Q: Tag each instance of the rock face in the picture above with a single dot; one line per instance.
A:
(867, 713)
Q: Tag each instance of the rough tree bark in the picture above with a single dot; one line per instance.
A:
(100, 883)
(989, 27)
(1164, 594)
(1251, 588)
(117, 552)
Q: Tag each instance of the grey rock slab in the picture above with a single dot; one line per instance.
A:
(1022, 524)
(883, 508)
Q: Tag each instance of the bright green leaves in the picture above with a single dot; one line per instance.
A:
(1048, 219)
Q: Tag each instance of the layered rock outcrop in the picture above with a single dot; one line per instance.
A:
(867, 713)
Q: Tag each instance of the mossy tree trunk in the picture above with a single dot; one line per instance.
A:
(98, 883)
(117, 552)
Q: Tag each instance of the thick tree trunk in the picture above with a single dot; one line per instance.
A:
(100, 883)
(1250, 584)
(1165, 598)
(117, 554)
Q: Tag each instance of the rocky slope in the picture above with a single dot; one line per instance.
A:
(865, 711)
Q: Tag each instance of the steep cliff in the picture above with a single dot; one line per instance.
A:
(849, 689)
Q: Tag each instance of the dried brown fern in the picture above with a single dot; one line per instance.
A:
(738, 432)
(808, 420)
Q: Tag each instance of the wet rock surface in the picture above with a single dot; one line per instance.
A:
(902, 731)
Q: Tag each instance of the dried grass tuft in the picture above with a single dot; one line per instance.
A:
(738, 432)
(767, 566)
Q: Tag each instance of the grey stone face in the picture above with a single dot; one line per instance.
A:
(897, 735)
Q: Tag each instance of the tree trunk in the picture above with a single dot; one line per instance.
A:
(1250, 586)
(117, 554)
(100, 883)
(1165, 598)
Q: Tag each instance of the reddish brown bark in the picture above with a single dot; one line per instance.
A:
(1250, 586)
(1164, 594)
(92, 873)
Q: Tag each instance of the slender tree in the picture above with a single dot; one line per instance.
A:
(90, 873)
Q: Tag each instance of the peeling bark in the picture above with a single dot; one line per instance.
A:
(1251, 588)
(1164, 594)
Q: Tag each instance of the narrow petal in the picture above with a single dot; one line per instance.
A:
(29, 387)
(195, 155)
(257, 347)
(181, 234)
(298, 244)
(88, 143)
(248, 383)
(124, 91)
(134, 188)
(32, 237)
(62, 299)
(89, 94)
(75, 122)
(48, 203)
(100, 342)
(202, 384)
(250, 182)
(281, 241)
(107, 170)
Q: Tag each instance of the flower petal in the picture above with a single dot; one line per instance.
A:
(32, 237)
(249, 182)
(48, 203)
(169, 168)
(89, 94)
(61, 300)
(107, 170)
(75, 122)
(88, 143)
====
> _PROBLEM TO SOLVE_
Send back the whole listing above exactly, please.

> _ANSWER BOX_
Q: Tag each instance of the rock face in the picture above with a single dot; one line per instance.
A:
(867, 713)
Q: Tag each instance of the rough tree bark in the picture above with a single dot; one line per instance.
A:
(100, 883)
(989, 27)
(1164, 594)
(1251, 588)
(117, 552)
Q: Tag each instance of the grey rock slab in the picture above with a single dot; one line per instance.
A:
(1022, 524)
(883, 508)
Q: Tag each instance of the bright green leaves in the picture above with a single dot; one line per instance.
A:
(1048, 219)
Q: Tag each instance of the layered rock outcrop in the picture above with a single dot; one line per instance.
A:
(867, 713)
Q: Tag each instance of the mossy tree trunk in the picture above with a single dot; one line per instance.
A:
(98, 883)
(117, 552)
Q: Tag each instance of the thick tree trunk in the picture above with a single dot; one line per instance.
A:
(100, 883)
(1250, 584)
(1165, 598)
(117, 554)
Q: Tag each instance of the rocky slope in the picture above with a single dot; one line per instance.
A:
(865, 711)
Q: Tag each instance of the steep cliff in the picture above with a single dot; one line per instance.
A:
(849, 689)
Q: Tag each instance of the dried brown fern in the picture above with a single dot; one line per instance.
A:
(738, 432)
(808, 420)
Q: Tag each instance of the wet rock surface in the picture above with a single dot; one line per instance.
A:
(902, 731)
Q: Tag each instance of the dried grass tuft in the picture above with a single dot; one line per instance.
A:
(738, 432)
(767, 566)
Q: Tag each instance of the grey stone face in the picture above with a single dot; one line per instance.
A:
(897, 735)
Q: Tag each instance of the tree trunk in the picture above with a single dot; one line per instance.
A:
(1250, 586)
(117, 554)
(100, 883)
(1165, 598)
Q: Tag each instance of the reddish brown bark in the picture above with a single dot; one line per instance.
A:
(1250, 586)
(1164, 594)
(92, 873)
Q: Tag each instance of the slender tree in the picture above with a single dot; one line per instance.
A:
(90, 873)
Q: Tag each instance of the peeling bark in the picture above with a single dot; one line per instance.
A:
(1251, 588)
(1164, 594)
Q: Tag each instance of the narrow petal in the picture above with a single dot; one line per instance.
A:
(29, 387)
(195, 155)
(257, 347)
(181, 234)
(298, 244)
(88, 143)
(248, 383)
(124, 91)
(134, 188)
(32, 237)
(62, 299)
(89, 94)
(75, 122)
(48, 203)
(100, 342)
(202, 384)
(250, 182)
(281, 241)
(107, 170)
Q: Tag each instance of the flower petal in the picture above with a single dot; one line per instance.
A:
(32, 237)
(249, 182)
(48, 203)
(169, 168)
(89, 94)
(61, 300)
(107, 170)
(75, 122)
(88, 143)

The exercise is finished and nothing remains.